REQUIREMENT
Read the lines below. Copy out any that hold the string "arched".

DATASET
***

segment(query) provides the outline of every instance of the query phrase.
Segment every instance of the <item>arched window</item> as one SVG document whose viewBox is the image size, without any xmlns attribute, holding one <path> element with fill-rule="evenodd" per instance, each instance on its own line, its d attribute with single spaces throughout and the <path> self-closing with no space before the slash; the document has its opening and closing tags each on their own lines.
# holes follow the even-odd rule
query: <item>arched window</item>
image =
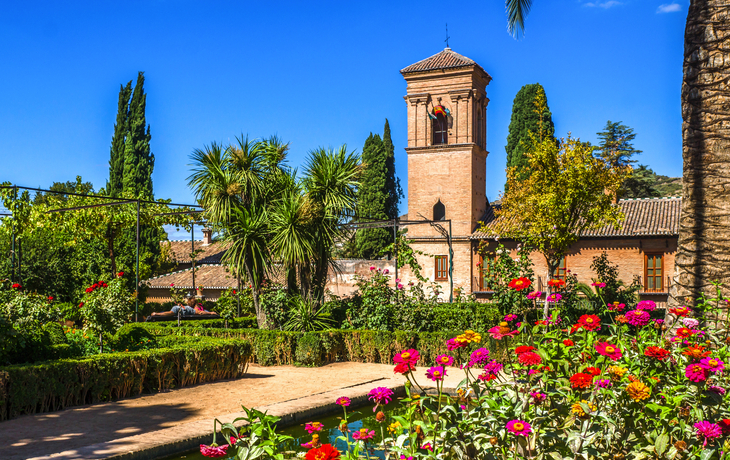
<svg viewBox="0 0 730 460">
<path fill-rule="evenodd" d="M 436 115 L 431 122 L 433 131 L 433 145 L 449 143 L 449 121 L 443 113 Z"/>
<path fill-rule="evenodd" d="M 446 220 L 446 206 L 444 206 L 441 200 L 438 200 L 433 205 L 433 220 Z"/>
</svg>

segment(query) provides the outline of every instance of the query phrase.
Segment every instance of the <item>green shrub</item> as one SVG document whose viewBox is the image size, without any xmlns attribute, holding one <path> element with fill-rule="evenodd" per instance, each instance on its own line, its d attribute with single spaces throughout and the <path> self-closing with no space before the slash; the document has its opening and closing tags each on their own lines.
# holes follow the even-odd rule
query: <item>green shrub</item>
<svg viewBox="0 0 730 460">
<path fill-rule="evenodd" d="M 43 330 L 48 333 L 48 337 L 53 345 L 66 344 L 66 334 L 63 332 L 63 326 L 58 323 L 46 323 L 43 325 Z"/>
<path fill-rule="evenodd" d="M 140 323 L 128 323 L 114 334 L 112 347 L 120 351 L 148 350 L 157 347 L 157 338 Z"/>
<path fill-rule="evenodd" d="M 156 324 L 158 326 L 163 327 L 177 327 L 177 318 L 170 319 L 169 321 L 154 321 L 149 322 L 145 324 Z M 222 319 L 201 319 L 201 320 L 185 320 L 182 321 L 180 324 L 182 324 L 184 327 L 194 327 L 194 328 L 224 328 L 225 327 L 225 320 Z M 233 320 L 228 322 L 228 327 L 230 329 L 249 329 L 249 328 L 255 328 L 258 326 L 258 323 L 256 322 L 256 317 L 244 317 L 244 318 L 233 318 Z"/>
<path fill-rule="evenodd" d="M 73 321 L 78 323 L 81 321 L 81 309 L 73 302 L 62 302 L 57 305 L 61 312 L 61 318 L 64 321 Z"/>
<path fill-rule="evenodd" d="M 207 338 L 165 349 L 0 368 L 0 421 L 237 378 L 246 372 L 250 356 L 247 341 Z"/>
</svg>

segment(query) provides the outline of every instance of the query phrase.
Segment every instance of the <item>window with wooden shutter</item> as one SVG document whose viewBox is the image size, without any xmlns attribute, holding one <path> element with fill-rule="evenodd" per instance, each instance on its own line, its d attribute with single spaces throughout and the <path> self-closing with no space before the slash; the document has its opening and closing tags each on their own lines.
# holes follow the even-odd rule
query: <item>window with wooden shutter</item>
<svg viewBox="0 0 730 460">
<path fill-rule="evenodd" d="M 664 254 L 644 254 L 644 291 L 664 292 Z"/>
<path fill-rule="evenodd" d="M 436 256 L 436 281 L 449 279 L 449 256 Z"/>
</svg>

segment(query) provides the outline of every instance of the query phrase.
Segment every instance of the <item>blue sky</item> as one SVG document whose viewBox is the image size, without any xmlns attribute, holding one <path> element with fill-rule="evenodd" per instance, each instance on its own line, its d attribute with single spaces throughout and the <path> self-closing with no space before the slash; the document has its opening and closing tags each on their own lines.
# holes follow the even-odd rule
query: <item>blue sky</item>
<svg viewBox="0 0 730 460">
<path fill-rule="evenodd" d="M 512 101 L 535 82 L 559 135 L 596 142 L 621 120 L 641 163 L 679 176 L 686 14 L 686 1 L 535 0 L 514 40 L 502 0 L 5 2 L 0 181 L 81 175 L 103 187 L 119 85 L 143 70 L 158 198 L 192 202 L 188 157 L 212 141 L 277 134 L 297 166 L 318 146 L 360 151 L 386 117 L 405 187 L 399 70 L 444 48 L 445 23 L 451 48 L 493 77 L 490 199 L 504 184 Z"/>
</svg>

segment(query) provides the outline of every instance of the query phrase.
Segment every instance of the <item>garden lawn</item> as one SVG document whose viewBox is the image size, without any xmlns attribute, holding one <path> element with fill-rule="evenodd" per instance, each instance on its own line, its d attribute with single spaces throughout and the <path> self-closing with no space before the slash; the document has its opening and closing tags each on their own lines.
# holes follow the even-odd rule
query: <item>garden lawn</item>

***

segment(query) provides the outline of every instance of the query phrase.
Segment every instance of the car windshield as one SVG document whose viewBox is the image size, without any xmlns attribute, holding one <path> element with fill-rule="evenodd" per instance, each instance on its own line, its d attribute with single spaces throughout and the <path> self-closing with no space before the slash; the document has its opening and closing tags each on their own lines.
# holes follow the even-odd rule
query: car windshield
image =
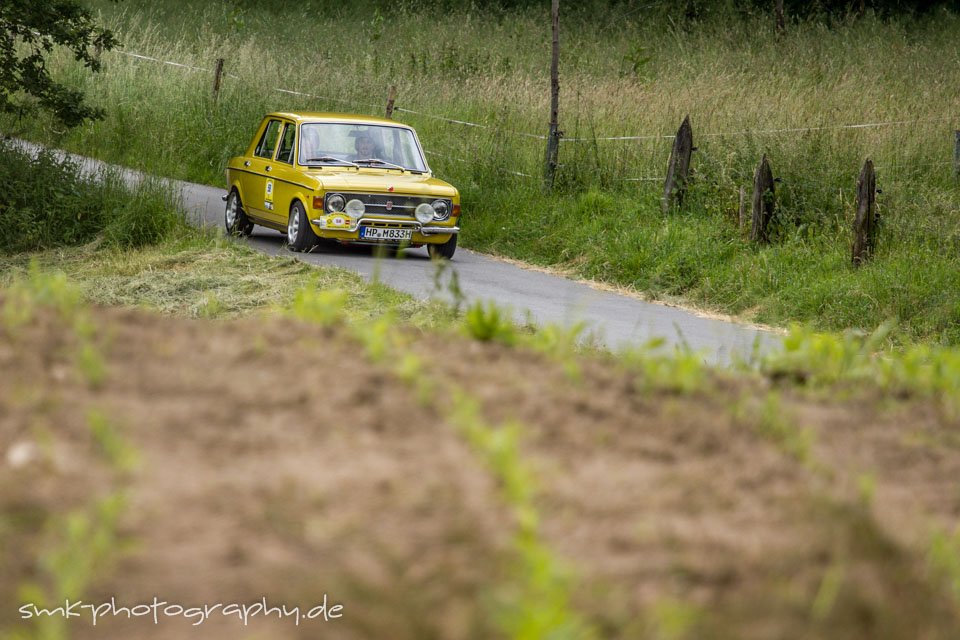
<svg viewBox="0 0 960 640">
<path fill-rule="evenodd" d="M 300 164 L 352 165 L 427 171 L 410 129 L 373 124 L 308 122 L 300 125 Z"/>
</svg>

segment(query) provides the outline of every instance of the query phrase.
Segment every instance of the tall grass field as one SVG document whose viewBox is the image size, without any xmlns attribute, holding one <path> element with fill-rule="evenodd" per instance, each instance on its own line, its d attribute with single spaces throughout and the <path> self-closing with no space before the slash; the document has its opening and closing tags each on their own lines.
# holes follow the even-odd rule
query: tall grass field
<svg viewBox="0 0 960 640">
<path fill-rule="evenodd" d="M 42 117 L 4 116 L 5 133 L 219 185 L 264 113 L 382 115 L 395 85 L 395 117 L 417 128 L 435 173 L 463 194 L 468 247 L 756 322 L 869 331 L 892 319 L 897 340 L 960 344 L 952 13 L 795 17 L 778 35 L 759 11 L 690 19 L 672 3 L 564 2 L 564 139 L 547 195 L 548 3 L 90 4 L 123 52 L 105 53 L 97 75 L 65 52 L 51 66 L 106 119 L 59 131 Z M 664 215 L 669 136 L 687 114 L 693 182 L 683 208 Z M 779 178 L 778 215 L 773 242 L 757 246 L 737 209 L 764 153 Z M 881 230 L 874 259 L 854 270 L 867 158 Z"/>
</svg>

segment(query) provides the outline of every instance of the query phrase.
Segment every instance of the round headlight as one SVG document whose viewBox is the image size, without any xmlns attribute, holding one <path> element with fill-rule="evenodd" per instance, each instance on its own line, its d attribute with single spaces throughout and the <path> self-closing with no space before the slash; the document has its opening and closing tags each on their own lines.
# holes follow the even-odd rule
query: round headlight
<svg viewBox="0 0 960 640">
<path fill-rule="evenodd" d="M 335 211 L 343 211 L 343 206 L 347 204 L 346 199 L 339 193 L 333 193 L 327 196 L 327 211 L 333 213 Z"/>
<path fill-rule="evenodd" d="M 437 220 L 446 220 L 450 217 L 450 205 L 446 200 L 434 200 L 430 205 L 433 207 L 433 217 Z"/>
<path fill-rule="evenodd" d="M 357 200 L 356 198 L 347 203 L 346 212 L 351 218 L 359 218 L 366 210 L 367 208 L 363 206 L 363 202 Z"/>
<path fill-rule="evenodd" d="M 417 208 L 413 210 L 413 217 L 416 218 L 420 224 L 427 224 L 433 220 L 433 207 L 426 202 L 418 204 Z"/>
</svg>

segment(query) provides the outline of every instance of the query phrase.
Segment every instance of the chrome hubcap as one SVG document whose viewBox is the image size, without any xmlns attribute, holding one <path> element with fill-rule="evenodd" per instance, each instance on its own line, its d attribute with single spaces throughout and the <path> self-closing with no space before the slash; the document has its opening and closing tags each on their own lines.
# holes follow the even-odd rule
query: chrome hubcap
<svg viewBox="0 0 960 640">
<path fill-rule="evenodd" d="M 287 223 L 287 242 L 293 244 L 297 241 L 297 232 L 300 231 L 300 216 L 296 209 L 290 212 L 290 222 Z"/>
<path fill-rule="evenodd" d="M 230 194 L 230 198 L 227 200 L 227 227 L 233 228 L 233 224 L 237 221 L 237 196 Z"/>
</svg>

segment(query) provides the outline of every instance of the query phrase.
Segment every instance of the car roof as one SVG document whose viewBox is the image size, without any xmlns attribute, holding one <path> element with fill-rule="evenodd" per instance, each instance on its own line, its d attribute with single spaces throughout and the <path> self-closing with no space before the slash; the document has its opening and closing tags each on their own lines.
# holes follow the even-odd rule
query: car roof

***

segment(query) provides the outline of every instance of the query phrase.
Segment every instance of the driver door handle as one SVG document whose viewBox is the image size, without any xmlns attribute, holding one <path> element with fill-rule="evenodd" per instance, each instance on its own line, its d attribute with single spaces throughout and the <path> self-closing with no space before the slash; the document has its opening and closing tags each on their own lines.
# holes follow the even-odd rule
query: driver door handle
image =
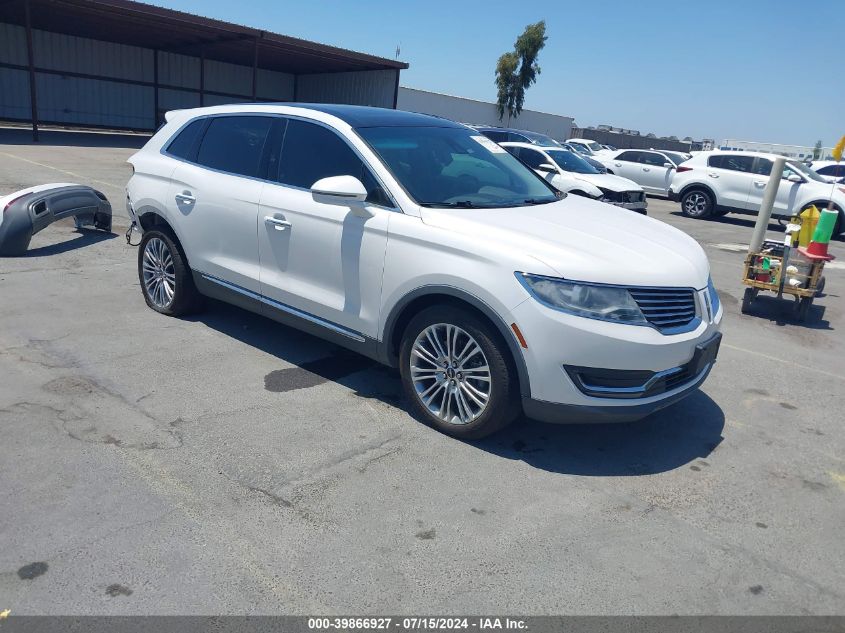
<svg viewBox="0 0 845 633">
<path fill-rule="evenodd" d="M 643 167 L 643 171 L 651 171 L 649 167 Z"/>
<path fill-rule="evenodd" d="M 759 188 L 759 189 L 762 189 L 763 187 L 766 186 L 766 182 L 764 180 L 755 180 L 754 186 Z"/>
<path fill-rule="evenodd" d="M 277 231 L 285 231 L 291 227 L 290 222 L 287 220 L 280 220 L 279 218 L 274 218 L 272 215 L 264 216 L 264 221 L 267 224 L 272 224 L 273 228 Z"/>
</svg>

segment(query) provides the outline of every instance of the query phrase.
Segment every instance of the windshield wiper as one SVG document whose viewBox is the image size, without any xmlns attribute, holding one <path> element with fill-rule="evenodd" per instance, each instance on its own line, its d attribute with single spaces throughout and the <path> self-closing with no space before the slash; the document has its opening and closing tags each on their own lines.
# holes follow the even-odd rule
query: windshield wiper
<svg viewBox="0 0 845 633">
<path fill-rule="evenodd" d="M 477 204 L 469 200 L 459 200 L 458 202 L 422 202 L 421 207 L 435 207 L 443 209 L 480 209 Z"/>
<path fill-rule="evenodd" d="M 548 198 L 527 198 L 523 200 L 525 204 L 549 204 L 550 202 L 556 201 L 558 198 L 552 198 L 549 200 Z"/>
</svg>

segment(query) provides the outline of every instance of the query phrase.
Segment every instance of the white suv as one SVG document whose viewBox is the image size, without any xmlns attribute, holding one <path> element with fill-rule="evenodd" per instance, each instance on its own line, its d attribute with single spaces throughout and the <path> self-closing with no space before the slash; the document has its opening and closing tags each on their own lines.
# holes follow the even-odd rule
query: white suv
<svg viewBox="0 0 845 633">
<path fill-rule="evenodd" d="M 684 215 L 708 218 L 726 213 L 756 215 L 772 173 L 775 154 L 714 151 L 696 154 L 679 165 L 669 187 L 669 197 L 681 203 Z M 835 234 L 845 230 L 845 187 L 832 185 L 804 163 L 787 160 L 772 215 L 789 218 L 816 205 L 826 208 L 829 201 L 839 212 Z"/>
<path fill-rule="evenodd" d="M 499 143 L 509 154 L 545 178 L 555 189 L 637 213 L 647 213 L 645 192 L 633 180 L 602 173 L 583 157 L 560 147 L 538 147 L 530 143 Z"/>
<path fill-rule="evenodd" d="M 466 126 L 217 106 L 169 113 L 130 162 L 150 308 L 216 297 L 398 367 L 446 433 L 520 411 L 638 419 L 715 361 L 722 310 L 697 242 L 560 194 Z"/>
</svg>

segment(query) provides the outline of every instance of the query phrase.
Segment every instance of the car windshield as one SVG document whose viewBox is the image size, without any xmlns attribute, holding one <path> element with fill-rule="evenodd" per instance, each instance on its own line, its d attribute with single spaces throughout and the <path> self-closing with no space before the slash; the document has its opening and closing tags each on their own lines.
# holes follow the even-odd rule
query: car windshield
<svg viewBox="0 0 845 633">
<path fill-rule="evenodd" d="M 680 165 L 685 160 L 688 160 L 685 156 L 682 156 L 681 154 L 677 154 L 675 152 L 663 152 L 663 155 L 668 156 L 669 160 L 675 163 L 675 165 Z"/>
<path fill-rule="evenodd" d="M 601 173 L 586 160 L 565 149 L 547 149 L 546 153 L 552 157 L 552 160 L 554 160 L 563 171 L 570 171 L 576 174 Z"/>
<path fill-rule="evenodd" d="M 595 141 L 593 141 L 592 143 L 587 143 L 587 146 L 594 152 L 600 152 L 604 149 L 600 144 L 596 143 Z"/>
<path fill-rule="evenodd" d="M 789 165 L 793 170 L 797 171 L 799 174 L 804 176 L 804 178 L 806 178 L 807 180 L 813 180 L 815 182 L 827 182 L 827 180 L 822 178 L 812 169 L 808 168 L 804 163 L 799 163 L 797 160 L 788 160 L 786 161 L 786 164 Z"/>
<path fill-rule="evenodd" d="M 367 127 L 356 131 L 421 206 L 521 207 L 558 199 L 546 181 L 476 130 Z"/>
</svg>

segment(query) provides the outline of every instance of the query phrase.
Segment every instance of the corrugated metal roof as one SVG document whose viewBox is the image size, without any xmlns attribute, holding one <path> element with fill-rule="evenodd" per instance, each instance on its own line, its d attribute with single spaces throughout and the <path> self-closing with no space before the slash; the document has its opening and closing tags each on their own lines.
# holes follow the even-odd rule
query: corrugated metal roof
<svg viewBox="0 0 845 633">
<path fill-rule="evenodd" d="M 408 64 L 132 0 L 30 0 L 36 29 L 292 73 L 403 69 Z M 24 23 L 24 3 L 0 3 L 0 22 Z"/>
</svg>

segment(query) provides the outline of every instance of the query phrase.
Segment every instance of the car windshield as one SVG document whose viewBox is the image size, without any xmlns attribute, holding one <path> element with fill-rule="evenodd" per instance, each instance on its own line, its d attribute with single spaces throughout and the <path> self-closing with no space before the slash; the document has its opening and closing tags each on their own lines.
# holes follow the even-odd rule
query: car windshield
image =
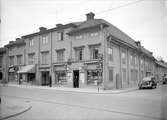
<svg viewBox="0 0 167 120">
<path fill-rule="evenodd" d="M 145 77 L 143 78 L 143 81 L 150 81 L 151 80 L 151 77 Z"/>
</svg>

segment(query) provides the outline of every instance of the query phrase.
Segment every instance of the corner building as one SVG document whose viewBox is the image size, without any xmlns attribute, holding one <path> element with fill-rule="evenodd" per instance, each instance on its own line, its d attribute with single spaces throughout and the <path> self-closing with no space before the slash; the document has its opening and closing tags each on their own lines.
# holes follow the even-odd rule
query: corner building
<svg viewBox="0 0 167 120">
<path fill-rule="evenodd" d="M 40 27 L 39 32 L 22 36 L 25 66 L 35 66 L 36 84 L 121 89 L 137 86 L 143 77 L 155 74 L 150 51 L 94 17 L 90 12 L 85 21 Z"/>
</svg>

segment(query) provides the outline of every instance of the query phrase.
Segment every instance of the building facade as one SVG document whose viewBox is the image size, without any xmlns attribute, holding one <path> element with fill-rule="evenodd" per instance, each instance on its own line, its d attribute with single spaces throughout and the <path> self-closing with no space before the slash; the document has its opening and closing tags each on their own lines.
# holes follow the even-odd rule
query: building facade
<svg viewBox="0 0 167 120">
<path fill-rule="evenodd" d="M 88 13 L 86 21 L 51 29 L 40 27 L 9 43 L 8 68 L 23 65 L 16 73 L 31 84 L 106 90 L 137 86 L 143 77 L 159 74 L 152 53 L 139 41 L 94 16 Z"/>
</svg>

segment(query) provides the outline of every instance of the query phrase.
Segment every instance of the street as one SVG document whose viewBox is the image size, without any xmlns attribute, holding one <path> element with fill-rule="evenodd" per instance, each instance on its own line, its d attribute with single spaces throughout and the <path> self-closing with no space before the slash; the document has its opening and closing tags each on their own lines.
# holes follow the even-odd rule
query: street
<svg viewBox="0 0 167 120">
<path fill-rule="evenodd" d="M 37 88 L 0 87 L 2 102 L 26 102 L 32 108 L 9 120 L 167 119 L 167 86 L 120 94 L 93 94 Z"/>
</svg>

***

RESPONSE TO THIS EXERCISE
Segment every instance of the <item>arched window</item> as one SVG document whose viewBox is the image size, without any xmlns attribute, holding one <path> element with fill-rule="evenodd" per instance, each instance on its own line, its d attribute with single spaces throughout and the <path> self-closing with no space before the slash; the document has its opening and closing tags each on their own lines.
query: <item>arched window</item>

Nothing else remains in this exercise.